Reproduce only the material from the line containing "Automatic pre-labeling failed for blue" through the line containing "[0,75,45,91]", both included. Swap every "white cloud" for "gray cloud" and change nothing else.
---------- Records for processing ----------
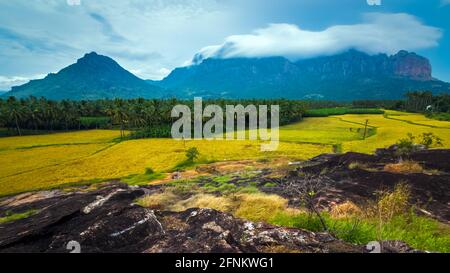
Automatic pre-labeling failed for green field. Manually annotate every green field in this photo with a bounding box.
[0,111,450,195]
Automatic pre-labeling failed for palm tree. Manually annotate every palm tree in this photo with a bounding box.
[9,103,23,136]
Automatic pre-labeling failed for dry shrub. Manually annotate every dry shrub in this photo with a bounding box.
[171,194,234,212]
[384,161,423,173]
[137,191,179,210]
[330,201,362,218]
[365,182,411,222]
[234,194,288,221]
[261,245,301,253]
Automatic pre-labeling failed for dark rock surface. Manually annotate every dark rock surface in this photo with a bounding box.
[0,184,364,253]
[265,150,450,222]
[0,150,450,253]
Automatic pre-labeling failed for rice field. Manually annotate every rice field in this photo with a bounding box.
[0,111,450,196]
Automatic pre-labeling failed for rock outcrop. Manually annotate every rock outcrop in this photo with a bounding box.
[0,184,364,253]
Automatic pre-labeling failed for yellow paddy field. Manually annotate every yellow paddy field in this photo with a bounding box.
[0,111,450,196]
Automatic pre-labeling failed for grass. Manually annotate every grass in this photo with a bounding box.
[137,181,450,252]
[0,210,39,224]
[384,161,424,173]
[305,107,384,117]
[0,111,450,196]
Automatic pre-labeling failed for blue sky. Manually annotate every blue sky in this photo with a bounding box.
[0,0,450,90]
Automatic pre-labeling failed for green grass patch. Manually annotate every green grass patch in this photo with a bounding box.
[0,210,39,224]
[269,211,450,253]
[122,170,166,186]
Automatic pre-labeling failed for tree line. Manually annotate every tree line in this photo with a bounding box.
[0,97,308,138]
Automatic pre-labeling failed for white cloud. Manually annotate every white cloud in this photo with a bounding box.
[194,13,442,63]
[0,75,45,91]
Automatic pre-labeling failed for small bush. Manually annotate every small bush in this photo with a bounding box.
[186,147,200,162]
[235,194,287,221]
[330,201,362,218]
[366,183,411,222]
[384,161,423,174]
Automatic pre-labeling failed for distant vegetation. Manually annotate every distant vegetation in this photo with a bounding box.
----------
Task answer:
Automatic pre-labeling failed for blue sky. Manually annotate every blue sky in this photo with a bounding box.
[0,0,450,90]
Automatic pre-labeling failed for green grass patch. Manually annotate every green grass patch in this photo with a bounding box.
[0,210,39,224]
[269,211,450,253]
[122,170,166,186]
Automatic pre-labeling failed for tree line. Manually annotate every tree line in this photo with a bounding box.
[0,97,308,138]
Automatic pre-labeling failed for gray cloud. Manually annotate every gray cloud in this photo with a bounding box.
[194,13,442,63]
[0,75,45,91]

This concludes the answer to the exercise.